----- RECORDS SHOWN

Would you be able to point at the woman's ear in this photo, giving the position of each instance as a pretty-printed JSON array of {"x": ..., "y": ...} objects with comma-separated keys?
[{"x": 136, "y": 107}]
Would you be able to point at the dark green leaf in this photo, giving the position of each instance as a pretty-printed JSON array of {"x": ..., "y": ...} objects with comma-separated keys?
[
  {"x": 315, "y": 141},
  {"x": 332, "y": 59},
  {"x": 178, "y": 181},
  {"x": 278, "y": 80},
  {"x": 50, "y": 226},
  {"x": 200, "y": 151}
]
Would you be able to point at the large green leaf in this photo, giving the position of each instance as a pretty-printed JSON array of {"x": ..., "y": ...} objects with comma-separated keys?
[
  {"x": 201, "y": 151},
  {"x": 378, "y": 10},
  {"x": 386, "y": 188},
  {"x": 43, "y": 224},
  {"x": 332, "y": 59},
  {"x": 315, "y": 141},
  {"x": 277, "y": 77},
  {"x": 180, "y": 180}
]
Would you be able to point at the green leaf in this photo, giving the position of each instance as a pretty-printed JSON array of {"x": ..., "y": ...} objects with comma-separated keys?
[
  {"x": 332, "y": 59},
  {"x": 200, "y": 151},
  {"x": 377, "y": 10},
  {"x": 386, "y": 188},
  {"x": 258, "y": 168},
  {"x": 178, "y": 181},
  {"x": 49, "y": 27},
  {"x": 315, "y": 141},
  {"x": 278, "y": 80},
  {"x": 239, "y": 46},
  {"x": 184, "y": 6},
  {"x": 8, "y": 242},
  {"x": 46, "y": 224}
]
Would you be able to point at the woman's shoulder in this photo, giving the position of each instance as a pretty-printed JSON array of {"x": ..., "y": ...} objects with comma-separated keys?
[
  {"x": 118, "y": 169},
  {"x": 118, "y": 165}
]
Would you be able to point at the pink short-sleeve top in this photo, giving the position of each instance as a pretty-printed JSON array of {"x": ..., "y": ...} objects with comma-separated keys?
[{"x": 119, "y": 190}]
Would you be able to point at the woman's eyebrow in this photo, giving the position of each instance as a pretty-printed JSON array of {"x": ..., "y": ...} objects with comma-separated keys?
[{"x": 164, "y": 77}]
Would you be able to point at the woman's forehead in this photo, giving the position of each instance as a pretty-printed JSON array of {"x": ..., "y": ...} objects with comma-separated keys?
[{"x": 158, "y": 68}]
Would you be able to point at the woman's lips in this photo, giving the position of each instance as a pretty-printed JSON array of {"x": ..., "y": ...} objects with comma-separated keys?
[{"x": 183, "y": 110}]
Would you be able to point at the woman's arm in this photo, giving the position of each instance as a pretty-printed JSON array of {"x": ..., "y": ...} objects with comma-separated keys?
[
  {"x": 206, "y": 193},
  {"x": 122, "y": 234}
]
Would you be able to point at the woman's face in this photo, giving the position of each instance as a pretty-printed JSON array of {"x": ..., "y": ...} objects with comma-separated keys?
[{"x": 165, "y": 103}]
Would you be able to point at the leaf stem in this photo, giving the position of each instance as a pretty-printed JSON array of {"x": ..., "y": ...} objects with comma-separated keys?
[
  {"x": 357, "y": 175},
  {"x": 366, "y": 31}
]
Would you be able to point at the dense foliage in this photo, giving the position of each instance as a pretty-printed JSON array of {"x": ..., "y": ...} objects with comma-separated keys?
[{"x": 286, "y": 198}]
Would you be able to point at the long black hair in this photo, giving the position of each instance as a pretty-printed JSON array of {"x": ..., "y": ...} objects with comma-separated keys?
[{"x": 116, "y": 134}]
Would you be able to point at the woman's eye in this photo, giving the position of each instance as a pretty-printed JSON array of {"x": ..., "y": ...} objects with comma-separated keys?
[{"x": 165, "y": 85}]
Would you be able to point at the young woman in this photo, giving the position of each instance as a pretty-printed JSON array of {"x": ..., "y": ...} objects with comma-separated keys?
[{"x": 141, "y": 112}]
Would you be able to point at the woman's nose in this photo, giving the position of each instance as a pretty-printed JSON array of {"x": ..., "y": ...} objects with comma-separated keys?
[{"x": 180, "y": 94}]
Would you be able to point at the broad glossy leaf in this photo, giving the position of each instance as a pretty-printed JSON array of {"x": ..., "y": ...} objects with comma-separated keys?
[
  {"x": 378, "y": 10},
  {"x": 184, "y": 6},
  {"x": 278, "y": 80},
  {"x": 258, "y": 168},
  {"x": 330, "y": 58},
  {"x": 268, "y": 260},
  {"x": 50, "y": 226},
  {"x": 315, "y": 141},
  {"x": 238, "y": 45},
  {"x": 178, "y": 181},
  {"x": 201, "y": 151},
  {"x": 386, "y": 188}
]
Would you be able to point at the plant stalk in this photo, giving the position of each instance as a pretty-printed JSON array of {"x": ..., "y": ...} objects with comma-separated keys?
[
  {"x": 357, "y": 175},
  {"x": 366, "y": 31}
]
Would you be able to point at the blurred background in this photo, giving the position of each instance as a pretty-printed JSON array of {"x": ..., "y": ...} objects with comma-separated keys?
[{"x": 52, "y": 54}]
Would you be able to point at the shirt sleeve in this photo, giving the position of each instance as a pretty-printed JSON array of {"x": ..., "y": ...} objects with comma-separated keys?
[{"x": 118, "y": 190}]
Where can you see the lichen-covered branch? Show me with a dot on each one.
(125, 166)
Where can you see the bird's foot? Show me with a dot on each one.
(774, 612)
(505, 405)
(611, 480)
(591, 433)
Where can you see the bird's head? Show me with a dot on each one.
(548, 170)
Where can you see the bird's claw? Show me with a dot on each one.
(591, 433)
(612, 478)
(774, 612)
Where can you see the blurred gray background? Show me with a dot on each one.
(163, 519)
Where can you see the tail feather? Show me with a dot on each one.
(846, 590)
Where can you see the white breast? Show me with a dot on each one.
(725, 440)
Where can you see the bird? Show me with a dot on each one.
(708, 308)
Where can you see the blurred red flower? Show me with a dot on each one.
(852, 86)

----------

• **EXERCISE**
Search the data for "Would you be able to point at the shirt". Beginning with that line, set down every line through the last exactly.

• **TASK OUTPUT**
Would you be able to point at the shirt sleeve in this photo, giving the position of each instance as a pretty-printed JSON array of {"x": ..., "y": ...} objects with comma-separated keys?
[{"x": 118, "y": 190}]
Where can you see the lichen-covered branch? Show me with a dot on each one.
(125, 166)
Where can you see the bird's foot? Show me with a dot on each one.
(774, 612)
(505, 405)
(611, 480)
(591, 433)
Where can you see the bird's head? Show me with a dot on each one.
(548, 170)
Where can you see the bird's claw? Show me with a dot on each one.
(591, 433)
(612, 478)
(774, 612)
Where can you see the blurred gray background? Show me with a dot on each one.
(163, 519)
Where can you see the tail feather? Show me with a dot on each one.
(846, 590)
Where can you see the white breast? Show me with a dot on each one.
(725, 440)
Where can you see the bird? Show me with a dot on each one.
(708, 308)
Where can you see the blurred red flower? Show me with a dot on each one.
(852, 86)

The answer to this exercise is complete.